→ REQUISITOS DEL PROBLEMA:
Copia de nuevo las filas que van desde la que contiene "of the fingers" hasta la última, ambas incluidas, y cambia "knife" por "spoon" sin alterar nada más.

Registros de origen:
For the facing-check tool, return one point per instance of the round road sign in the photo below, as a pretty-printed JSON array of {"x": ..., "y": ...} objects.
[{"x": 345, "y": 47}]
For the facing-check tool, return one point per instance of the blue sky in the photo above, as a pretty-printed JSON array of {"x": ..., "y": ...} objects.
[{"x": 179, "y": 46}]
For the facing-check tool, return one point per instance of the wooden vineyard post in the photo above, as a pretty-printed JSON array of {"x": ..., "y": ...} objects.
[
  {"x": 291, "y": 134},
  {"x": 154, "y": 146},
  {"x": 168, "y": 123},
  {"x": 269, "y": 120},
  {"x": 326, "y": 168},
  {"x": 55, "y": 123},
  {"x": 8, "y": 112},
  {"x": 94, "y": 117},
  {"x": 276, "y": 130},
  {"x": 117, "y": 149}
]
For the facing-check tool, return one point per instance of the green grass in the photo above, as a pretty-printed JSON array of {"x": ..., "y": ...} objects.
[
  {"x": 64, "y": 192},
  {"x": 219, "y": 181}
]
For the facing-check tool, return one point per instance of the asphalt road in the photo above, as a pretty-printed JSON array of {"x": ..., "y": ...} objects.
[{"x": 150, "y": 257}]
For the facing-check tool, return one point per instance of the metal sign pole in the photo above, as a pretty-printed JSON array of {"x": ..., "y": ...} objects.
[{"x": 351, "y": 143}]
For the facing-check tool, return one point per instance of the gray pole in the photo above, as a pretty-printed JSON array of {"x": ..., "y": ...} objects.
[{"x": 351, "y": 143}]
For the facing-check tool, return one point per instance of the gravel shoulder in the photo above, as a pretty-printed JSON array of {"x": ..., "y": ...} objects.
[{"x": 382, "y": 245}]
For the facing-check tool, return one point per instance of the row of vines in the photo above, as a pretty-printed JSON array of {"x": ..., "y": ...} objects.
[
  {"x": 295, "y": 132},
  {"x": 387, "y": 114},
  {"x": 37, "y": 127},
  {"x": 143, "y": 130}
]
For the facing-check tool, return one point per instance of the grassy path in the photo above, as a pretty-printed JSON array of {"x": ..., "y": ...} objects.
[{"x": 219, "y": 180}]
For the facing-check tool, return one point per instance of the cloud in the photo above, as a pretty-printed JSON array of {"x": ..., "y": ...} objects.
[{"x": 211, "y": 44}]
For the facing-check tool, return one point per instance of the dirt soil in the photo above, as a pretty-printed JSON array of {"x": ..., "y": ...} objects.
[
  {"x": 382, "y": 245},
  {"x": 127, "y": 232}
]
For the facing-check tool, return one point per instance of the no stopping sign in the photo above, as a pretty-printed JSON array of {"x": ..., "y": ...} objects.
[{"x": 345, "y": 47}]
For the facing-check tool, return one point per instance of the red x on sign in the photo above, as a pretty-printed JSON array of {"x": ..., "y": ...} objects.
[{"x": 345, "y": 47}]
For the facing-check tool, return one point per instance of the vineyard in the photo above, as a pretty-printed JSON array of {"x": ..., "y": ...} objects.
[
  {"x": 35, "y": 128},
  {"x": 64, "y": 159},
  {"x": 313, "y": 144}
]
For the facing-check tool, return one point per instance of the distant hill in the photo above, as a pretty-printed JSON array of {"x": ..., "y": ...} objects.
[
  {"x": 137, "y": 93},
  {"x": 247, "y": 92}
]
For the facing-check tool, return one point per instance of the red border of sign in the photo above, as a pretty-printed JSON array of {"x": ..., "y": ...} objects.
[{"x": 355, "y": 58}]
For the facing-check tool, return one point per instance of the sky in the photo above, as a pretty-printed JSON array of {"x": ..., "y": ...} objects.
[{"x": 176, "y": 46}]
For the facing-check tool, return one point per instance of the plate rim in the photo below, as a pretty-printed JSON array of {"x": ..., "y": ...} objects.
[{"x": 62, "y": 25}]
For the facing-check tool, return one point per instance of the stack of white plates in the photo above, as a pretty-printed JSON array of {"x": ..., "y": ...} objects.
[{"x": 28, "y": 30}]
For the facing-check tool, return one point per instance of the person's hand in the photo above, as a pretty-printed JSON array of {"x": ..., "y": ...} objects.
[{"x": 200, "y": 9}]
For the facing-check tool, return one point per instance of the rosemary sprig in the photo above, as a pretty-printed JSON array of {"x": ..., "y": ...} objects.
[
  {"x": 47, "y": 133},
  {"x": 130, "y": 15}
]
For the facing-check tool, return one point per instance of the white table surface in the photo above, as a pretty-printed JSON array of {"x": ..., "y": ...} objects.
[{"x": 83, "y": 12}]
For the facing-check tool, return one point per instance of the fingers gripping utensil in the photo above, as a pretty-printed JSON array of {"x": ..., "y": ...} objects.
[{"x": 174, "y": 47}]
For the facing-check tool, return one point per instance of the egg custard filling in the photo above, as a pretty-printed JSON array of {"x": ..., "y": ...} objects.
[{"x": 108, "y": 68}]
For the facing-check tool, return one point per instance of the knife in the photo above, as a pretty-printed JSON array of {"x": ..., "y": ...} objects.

→ RESPUESTA AL PROBLEMA:
For the facing-check tool, return one point per instance of the fingers gripping utensil in the photo above, as a pretty-printed JSON array of {"x": ..., "y": ...} objects.
[{"x": 174, "y": 47}]
For the facing-check tool, return one point per instance of the egg custard filling in the photo above, as a pretty-printed JSON array of {"x": ..., "y": ...} objects.
[{"x": 108, "y": 68}]
For the facing-check tool, return one point per instance of the spoon in the photo above, as a pretty-printed JSON array of {"x": ..., "y": ...} objects.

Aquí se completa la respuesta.